___ Supplied data

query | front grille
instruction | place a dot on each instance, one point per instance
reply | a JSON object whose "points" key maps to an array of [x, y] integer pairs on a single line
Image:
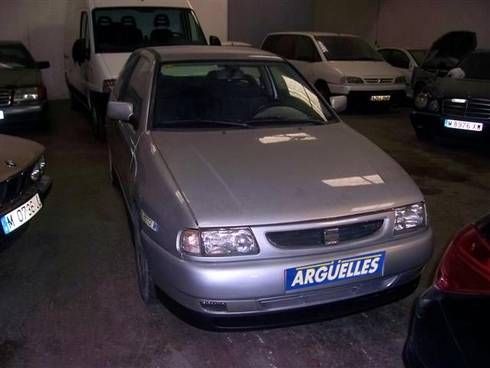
{"points": [[378, 80], [15, 186], [5, 97], [321, 236], [476, 108]]}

______

Each entry should be repeated exactly as it appears; the pictures stay out.

■ **Expected answer**:
query | front grille
instruction | place a dot on each instance, one point per instance
reply | a JSON object whose "points" key maps to an array of [x, y] integer pairs on a single line
Image:
{"points": [[378, 80], [15, 186], [5, 97], [321, 236], [476, 108]]}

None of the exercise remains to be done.